Please quote exactly the lines below from the line containing "Practice step: pick out every instance of the green grass" to the line containing "Practice step: pick out every instance of the blue sky", both lines included, and nothing else.

* Task inputs:
++++++++++
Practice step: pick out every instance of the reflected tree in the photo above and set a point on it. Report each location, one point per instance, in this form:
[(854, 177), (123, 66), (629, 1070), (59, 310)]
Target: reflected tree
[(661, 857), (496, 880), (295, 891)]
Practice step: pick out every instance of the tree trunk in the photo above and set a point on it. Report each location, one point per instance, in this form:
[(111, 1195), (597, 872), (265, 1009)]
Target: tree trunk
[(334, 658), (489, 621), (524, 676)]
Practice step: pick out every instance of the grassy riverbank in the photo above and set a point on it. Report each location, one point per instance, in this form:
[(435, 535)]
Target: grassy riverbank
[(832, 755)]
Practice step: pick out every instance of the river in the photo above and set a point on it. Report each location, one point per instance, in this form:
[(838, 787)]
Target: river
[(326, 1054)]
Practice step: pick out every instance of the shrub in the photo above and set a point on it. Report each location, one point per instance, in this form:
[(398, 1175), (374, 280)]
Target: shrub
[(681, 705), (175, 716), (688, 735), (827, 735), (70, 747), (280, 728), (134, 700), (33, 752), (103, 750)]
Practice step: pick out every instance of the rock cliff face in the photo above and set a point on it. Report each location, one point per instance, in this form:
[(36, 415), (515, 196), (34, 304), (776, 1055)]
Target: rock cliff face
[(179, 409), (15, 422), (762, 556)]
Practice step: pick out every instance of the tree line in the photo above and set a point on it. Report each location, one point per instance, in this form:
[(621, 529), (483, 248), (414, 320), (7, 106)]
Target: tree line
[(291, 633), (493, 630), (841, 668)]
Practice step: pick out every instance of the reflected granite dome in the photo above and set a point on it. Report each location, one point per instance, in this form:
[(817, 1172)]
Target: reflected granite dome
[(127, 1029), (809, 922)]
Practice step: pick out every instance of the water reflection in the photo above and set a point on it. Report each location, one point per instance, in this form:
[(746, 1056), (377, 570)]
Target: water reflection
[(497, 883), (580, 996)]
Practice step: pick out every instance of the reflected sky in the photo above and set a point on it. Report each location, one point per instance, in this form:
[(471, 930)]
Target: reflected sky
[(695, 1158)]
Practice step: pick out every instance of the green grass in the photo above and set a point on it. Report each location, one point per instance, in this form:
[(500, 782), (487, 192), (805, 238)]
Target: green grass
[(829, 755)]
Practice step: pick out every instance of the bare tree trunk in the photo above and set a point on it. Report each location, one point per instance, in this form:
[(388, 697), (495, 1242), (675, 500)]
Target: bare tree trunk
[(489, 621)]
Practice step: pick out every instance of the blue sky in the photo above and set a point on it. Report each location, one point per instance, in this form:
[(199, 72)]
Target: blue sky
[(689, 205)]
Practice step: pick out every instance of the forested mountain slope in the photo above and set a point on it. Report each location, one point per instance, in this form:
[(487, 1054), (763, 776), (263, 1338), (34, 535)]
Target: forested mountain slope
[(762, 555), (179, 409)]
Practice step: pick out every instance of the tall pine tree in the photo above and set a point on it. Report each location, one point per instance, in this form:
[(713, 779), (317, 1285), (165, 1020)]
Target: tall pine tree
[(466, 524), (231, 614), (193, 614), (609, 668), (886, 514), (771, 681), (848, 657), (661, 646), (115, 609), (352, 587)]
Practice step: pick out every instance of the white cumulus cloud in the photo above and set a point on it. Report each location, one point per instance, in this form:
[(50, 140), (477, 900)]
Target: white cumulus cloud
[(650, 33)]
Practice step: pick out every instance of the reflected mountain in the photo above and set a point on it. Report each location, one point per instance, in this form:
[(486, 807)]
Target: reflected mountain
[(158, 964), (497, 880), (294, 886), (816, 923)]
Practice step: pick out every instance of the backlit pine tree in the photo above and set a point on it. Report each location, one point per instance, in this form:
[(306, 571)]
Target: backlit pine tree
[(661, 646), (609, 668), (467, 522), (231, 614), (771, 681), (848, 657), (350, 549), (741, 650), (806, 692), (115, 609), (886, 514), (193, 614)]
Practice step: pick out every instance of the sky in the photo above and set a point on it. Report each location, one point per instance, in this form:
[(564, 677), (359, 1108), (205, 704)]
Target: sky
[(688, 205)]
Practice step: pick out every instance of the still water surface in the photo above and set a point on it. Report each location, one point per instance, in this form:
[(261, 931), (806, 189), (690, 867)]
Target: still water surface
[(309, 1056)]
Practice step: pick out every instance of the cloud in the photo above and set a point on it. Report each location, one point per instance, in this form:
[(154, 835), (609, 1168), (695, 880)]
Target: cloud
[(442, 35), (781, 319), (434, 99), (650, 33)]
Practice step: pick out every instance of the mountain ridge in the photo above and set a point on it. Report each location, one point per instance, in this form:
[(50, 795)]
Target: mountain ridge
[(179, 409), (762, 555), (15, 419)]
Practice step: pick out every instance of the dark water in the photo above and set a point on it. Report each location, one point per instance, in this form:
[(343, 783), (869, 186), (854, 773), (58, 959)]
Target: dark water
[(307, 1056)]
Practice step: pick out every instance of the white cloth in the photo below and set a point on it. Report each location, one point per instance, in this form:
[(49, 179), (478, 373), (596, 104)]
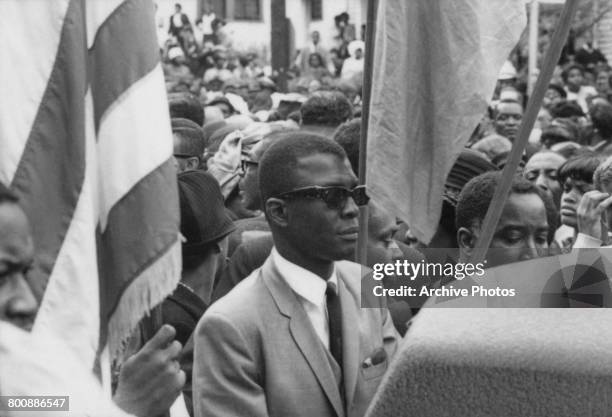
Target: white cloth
[(32, 364), (581, 96), (310, 289)]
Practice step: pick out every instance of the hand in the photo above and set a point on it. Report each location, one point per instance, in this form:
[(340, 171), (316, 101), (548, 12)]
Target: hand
[(589, 212), (151, 380)]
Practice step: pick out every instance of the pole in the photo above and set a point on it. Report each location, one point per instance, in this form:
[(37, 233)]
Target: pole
[(362, 242), (533, 106), (534, 14)]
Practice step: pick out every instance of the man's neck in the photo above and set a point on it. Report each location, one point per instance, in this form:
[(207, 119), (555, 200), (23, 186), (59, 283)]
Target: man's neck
[(318, 267)]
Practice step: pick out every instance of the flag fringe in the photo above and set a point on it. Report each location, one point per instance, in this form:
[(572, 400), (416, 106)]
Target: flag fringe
[(149, 289)]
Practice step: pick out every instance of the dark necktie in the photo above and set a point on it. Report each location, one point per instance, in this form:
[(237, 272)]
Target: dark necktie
[(335, 322)]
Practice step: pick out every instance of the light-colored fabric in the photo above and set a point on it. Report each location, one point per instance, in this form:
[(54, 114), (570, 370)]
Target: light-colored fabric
[(585, 241), (37, 365), (256, 353), (501, 362), (435, 69), (311, 291)]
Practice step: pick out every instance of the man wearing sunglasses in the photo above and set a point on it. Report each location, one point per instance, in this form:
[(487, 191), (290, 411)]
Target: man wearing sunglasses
[(292, 338)]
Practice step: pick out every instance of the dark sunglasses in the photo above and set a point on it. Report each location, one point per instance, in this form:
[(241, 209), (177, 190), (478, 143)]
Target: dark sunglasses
[(334, 196)]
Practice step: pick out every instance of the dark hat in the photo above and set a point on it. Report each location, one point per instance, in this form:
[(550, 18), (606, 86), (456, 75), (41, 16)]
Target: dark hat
[(203, 216), (469, 164), (193, 143), (222, 100)]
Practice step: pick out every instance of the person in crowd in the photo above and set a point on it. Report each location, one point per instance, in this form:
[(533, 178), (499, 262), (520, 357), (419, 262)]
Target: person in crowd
[(324, 111), (220, 70), (188, 148), (179, 21), (602, 83), (314, 46), (554, 93), (601, 117), (352, 67), (316, 68), (573, 77), (245, 341), (594, 213), (541, 169), (522, 232), (205, 226), (576, 178), (186, 106), (148, 382), (507, 119)]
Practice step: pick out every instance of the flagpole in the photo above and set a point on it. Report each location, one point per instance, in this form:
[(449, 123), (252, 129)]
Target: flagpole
[(533, 107), (362, 242)]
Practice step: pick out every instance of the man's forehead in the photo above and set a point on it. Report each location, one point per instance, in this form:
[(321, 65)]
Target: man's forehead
[(324, 168)]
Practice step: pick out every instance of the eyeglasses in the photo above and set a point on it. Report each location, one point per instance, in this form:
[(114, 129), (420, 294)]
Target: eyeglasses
[(244, 165), (334, 196)]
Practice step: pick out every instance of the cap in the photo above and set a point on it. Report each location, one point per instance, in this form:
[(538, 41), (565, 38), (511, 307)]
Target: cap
[(203, 216)]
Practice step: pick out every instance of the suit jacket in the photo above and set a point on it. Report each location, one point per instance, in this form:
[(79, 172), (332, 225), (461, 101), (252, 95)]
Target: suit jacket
[(257, 354)]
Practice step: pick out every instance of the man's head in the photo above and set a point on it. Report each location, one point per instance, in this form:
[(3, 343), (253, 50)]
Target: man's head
[(601, 116), (188, 144), (522, 232), (576, 178), (17, 303), (204, 222), (541, 169), (573, 77), (507, 119), (186, 106), (326, 108), (249, 183), (303, 181), (316, 37)]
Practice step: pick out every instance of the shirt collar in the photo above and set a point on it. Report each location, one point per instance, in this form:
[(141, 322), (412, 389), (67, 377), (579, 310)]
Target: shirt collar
[(305, 283)]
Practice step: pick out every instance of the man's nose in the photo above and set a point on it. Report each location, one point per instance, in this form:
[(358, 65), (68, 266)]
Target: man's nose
[(530, 251), (22, 305), (351, 210), (542, 182)]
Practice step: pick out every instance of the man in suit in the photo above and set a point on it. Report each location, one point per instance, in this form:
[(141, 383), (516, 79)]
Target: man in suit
[(280, 343)]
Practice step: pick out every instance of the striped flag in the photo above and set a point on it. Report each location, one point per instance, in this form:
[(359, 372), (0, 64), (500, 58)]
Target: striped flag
[(85, 141), (435, 68)]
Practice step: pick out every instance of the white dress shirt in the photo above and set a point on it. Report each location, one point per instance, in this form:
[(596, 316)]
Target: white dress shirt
[(310, 289)]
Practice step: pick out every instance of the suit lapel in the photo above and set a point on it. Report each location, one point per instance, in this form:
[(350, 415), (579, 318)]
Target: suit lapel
[(350, 339), (303, 333)]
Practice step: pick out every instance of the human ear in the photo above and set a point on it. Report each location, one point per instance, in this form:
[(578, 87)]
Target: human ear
[(276, 212), (466, 240)]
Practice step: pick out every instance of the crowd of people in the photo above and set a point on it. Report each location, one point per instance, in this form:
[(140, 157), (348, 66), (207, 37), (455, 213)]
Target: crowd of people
[(266, 319)]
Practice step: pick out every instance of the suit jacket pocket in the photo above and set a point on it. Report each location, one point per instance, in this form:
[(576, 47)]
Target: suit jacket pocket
[(374, 371)]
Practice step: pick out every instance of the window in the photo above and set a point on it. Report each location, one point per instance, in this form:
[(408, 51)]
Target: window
[(247, 10), (316, 9)]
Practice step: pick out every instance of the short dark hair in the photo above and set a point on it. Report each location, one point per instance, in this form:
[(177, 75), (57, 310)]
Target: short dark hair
[(601, 116), (326, 108), (566, 71), (348, 136), (280, 160), (580, 167), (190, 135), (476, 196), (6, 195), (186, 106)]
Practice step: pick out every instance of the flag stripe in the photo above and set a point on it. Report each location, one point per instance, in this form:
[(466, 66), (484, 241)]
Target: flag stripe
[(26, 63), (133, 139), (124, 50), (52, 168), (150, 213)]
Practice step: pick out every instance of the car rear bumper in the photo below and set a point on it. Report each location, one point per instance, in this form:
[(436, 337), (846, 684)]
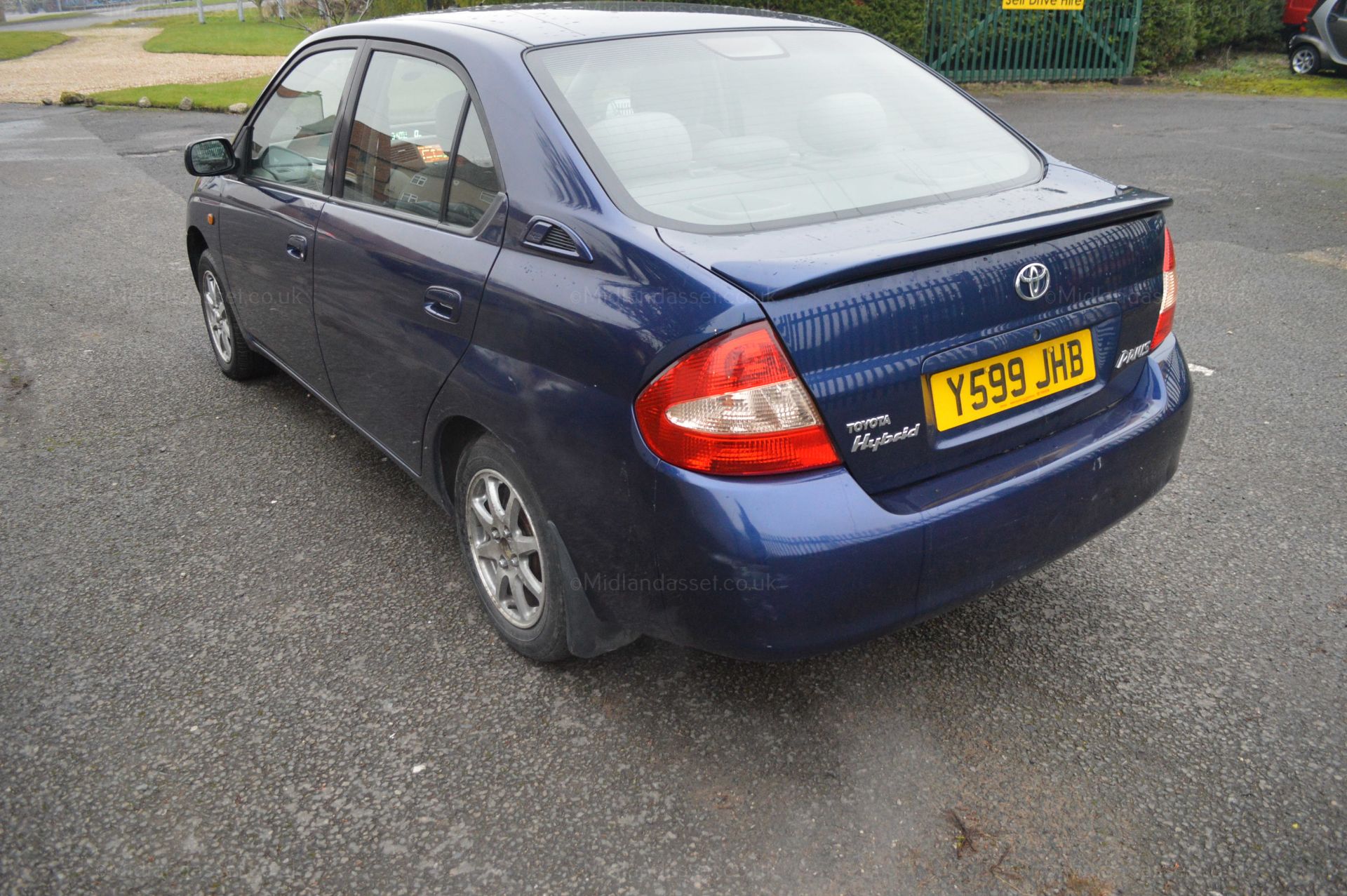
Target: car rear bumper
[(806, 563)]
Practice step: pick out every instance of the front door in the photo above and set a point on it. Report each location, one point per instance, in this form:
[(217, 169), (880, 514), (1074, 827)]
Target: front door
[(403, 253), (269, 218)]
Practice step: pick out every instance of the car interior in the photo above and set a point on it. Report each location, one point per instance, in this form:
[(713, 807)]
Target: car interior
[(742, 128)]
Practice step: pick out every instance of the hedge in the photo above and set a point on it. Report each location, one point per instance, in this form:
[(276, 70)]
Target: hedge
[(1177, 32), (1172, 32), (903, 22)]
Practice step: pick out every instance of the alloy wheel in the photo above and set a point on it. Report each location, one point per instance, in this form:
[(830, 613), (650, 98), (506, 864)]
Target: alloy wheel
[(217, 317), (507, 553)]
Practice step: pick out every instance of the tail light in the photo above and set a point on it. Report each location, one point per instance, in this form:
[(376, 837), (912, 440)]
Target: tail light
[(735, 407), (1167, 301)]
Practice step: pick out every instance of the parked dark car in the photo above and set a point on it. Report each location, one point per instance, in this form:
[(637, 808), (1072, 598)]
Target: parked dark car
[(740, 330), (1322, 41)]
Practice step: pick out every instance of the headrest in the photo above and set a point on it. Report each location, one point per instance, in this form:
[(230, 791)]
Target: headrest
[(843, 123), (744, 152), (643, 145)]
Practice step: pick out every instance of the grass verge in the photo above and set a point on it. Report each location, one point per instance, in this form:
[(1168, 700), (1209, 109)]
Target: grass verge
[(208, 98), (20, 44), (49, 17), (222, 34)]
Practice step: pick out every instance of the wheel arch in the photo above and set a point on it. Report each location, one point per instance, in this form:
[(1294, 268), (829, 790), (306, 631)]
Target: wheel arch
[(196, 248), (453, 437)]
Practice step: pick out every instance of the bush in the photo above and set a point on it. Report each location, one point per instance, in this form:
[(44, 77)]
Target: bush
[(1178, 32), (1172, 32), (902, 22)]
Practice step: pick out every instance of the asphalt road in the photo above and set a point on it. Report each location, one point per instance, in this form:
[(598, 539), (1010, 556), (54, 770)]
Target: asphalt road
[(239, 653)]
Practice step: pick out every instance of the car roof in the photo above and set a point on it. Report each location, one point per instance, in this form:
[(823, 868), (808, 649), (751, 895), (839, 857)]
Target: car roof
[(543, 23)]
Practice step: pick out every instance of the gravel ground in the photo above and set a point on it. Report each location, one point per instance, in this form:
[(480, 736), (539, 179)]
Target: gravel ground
[(111, 58), (239, 651)]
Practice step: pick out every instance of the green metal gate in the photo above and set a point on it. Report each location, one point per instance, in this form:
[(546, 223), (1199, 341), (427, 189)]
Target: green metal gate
[(981, 41)]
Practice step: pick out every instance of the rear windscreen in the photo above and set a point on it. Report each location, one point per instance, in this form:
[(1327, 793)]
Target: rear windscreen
[(751, 130)]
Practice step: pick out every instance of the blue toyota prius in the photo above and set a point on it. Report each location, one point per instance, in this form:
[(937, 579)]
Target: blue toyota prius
[(745, 332)]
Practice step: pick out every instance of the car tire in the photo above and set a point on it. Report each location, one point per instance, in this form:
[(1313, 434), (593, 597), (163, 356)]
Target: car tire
[(511, 551), (227, 341), (1304, 60)]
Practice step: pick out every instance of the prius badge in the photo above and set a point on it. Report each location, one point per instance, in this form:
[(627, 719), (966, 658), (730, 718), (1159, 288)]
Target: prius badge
[(1032, 282)]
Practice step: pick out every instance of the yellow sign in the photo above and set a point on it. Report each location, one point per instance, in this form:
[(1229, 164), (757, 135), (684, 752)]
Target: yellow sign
[(1045, 6)]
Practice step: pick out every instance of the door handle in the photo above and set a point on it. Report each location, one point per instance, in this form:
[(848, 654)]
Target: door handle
[(443, 304)]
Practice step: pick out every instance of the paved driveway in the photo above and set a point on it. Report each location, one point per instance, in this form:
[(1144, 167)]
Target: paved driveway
[(239, 654)]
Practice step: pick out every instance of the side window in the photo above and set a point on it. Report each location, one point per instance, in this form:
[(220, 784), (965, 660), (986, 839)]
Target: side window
[(294, 131), (403, 135), (474, 182)]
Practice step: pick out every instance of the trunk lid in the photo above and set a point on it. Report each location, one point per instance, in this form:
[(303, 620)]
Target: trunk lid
[(869, 309)]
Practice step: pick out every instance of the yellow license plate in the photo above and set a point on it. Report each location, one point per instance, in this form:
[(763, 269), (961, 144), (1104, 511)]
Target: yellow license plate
[(997, 385)]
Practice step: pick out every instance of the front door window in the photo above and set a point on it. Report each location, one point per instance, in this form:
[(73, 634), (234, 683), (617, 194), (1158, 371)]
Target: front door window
[(293, 134)]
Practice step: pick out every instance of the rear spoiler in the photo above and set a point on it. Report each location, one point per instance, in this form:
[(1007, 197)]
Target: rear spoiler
[(776, 265)]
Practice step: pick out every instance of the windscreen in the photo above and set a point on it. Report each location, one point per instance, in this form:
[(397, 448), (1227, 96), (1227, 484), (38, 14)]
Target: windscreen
[(752, 130)]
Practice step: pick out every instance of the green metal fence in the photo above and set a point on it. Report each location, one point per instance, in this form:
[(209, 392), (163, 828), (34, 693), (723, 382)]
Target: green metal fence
[(979, 41)]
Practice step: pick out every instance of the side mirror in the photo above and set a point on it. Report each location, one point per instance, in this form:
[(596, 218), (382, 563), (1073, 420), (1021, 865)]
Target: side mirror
[(210, 156)]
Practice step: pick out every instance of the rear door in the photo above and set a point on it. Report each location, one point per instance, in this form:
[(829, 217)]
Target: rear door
[(407, 243), (269, 216)]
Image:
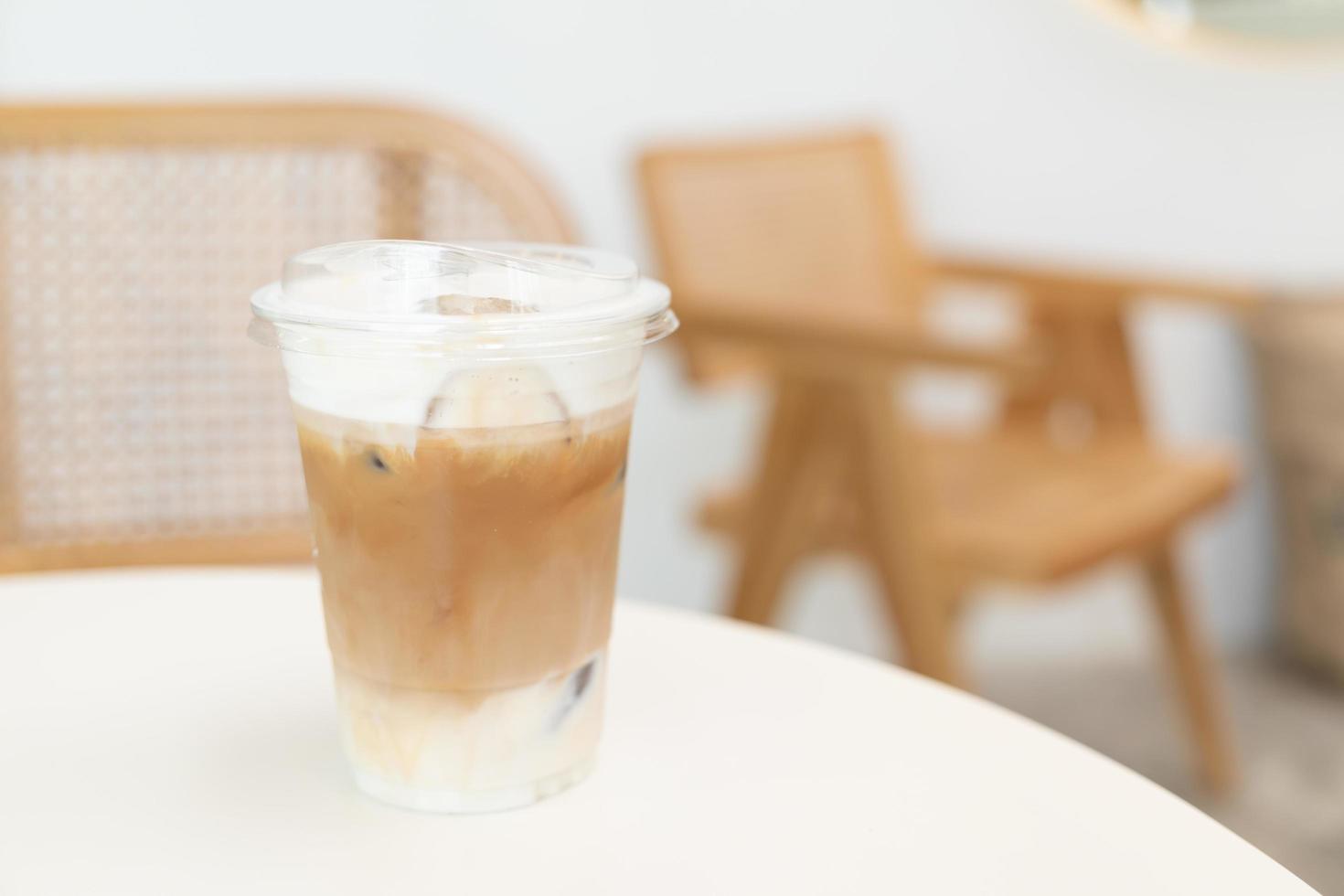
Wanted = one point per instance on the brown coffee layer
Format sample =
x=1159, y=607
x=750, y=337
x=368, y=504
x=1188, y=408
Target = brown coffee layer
x=477, y=559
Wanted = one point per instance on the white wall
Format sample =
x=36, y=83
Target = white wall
x=1032, y=128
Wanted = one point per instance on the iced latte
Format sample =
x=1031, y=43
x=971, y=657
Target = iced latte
x=464, y=446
++++++++++
* Answer to the problem:
Practice step: pick out every instance of the green grass in the photo above and set a point on it. Report each location, one point per instance, in this form:
[(500, 782), (487, 192), (805, 238)]
Target: green grass
[(829, 755)]
Practice step: pick out every instance of the bare tree trunk in the photo above and set a point on it. Report each location, one point per instance, in this form:
[(388, 697), (495, 1242), (675, 500)]
Target: bare tree trunk
[(489, 621)]
Practice step: pick out every instance of the blue sky in the photo above and set a point on it. Report each location, one point per instance, in this form:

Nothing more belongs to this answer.